For collection of songs spanning 9-10 years the album sounds extremely cohesive. The arrangements, no doubt, are a big part of it, but it is if the musicians composed and recorded everything in one big studio take. You will appreciate it too, as the album can be listened to in one sitting, with one big inhale. At the same time, with all of the fast and mechanized rhythms, the last thing you can call Gire is boring. Every song is colored with a different hue, some of them using unusual instruments, like conga rhythms in Ejmely or Australian flute didgeridoo. Hei Madar is less frantic, more nature oriented with its bubbling keys and clean, from behind the wall, vocals, reminding of rain forest. Ejmely, on the other hand, is a lot more urban and jazzy with the dirtier and grittier sound. Az Ozek Fudasa runs non-stop, only to crush at the very end. Torjon Testunk! oscillates between dark melodies and hammer & anvil oppressive headbanging. Closing culmination composition Nadak, Erek is spacey and mystical with the clean female vocals, and Trans Express will never let you look at the passing train in the same way again, punky and full of clanking metallic notes at the same time. (The song is really a cover of another Hungarian band called Necropsia, but let’s none of us pretend that we ever heard of the band, much less heard this song in its original interpretation.)

INSTRUCTION 1 – For each statement below, say yes or no depending on whether the album review supports it, and quote the exact words from the review that settle it. (a) The songs on the album span 9-10 years. (b) Nadak, Erek features male vocals. (c) Trans Express is a cover of a song by another Hungarian band.
INSTRUCTION 2 – According to the album review, which Australian instrument is used on the album?
Rely on the album review alone.

Records for location labeling:
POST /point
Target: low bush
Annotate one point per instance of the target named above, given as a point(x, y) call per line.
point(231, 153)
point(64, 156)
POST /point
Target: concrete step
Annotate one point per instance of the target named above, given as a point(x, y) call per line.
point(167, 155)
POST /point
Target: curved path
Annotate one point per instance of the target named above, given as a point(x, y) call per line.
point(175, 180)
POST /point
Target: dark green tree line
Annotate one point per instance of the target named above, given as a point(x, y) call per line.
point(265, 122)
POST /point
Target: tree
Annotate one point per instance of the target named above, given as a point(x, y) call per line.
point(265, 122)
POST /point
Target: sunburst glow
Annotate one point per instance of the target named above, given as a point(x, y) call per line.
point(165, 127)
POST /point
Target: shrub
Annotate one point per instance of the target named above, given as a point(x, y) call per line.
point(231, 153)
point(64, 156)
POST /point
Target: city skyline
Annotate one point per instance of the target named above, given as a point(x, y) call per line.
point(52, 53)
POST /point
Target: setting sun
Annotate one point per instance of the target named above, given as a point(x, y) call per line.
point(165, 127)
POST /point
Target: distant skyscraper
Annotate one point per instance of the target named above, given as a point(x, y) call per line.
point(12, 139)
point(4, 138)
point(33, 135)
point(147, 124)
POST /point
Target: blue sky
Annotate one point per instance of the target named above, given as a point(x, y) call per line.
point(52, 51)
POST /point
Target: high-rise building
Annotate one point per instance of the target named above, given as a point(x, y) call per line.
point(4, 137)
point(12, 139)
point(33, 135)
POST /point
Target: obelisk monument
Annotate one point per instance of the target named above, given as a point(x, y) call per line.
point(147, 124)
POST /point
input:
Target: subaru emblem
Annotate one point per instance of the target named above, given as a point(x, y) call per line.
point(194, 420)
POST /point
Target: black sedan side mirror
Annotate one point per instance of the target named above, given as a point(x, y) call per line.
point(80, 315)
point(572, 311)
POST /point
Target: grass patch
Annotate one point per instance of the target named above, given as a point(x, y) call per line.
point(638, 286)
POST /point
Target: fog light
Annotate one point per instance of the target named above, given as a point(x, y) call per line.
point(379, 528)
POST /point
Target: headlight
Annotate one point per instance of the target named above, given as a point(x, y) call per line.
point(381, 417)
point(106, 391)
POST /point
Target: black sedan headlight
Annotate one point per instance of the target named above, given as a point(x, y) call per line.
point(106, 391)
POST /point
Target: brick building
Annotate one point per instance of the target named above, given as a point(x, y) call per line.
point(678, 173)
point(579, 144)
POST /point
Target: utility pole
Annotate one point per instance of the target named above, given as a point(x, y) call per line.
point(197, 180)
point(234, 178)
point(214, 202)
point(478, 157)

CORRECT RESPONSE 1 –
(a) Yes: "For collection of songs spanning 9-10 years"
(b) No: "Closing culmination composition Nadak, Erek is spacey and mystical with the clean female vocals"
(c) Yes: "The song is really a cover of another Hungarian band called Necropsia"

CORRECT RESPONSE 2 – The didgeridoo, an Australian flute.